(Stored entries)
..........
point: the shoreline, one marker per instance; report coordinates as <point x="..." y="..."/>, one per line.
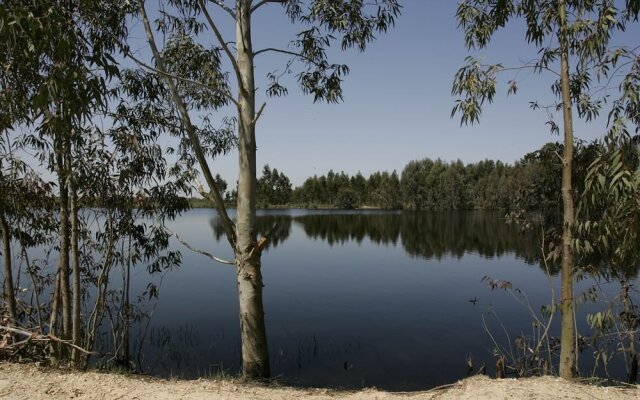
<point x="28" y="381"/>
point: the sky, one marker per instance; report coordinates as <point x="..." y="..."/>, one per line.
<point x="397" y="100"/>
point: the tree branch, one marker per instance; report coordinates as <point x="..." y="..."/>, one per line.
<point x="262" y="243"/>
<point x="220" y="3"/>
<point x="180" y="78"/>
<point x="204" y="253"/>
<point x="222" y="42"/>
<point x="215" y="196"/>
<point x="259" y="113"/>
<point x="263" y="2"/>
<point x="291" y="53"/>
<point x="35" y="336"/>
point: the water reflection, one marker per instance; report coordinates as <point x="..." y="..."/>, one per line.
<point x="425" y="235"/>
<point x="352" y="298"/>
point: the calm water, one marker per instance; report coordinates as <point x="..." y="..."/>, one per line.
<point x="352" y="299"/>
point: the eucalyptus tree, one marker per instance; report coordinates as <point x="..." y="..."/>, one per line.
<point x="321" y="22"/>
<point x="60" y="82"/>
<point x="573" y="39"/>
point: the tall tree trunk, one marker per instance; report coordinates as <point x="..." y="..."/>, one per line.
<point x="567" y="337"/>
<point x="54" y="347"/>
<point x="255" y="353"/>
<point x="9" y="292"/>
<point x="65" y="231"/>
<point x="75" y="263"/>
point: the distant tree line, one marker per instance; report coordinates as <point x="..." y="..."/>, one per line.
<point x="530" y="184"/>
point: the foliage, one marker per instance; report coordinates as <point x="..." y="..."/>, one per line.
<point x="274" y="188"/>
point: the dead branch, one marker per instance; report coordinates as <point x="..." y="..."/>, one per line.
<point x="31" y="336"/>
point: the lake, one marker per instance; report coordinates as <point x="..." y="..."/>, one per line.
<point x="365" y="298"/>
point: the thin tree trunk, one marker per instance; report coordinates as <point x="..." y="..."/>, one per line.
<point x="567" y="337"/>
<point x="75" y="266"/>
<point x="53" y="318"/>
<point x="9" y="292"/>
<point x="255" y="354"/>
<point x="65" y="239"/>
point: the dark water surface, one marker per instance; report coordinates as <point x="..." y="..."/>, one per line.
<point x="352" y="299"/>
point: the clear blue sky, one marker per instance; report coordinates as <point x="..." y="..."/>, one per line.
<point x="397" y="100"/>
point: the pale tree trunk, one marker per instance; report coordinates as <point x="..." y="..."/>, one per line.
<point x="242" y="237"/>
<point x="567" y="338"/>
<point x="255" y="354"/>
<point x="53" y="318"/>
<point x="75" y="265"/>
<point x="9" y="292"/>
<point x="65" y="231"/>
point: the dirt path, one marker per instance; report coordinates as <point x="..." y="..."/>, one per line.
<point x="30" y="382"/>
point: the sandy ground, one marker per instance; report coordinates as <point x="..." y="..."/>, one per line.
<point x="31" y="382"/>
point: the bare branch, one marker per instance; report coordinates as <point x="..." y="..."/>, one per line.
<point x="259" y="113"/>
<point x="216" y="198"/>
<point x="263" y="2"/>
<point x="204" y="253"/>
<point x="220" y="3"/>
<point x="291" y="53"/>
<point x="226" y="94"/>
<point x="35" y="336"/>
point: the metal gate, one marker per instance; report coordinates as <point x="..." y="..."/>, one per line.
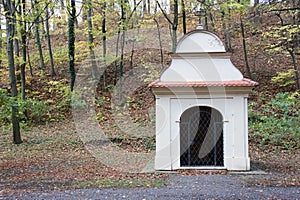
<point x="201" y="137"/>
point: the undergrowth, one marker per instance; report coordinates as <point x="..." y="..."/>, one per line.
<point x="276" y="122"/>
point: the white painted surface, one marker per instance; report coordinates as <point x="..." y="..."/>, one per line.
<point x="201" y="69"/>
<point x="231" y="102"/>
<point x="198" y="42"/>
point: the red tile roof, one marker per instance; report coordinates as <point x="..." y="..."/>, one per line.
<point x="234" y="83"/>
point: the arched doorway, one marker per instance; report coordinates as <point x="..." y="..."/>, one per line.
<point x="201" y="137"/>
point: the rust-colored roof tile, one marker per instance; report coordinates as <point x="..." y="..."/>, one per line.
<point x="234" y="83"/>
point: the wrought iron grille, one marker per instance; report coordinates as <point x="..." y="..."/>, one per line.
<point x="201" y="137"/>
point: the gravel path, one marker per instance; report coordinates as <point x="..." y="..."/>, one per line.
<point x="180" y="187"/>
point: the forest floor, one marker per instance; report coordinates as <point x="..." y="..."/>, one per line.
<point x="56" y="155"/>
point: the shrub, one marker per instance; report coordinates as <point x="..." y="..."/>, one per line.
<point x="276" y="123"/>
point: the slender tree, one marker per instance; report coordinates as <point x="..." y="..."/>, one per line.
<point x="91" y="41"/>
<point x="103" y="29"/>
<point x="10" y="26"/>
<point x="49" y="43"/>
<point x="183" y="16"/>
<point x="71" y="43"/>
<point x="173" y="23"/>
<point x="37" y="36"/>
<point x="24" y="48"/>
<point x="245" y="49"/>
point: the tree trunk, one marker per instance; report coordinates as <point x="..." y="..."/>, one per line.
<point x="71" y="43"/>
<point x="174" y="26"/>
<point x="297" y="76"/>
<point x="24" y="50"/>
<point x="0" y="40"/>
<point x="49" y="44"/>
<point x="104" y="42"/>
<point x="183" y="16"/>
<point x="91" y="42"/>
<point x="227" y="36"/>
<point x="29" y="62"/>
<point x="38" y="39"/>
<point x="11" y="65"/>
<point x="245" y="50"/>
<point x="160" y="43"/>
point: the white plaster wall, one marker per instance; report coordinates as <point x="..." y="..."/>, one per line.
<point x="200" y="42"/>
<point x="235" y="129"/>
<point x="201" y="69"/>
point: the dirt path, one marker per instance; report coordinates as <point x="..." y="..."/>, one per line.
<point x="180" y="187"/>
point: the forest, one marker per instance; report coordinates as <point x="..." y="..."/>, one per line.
..........
### Problem description:
Can you reproduce the material word for word, from the line containing "point: the tree trunk, one" through the last line, with both ends included?

### The completed task:
point: the tree trunk, one marker per instance; report coordinates as <point x="..." y="..."/>, one per line.
<point x="71" y="43"/>
<point x="174" y="26"/>
<point x="297" y="76"/>
<point x="24" y="50"/>
<point x="0" y="40"/>
<point x="49" y="44"/>
<point x="104" y="42"/>
<point x="183" y="16"/>
<point x="91" y="42"/>
<point x="227" y="36"/>
<point x="29" y="62"/>
<point x="38" y="39"/>
<point x="11" y="65"/>
<point x="245" y="50"/>
<point x="160" y="43"/>
point: the white plaster wall, one marker per instance; report coordinates as <point x="..." y="..."/>, one per line.
<point x="200" y="42"/>
<point x="235" y="129"/>
<point x="201" y="69"/>
point: the dirt path, one marker per instance; report coordinates as <point x="..." y="..."/>, one per line.
<point x="180" y="187"/>
point: the forest, one marker per instance; report coordinates as <point x="..." y="..."/>, one per line.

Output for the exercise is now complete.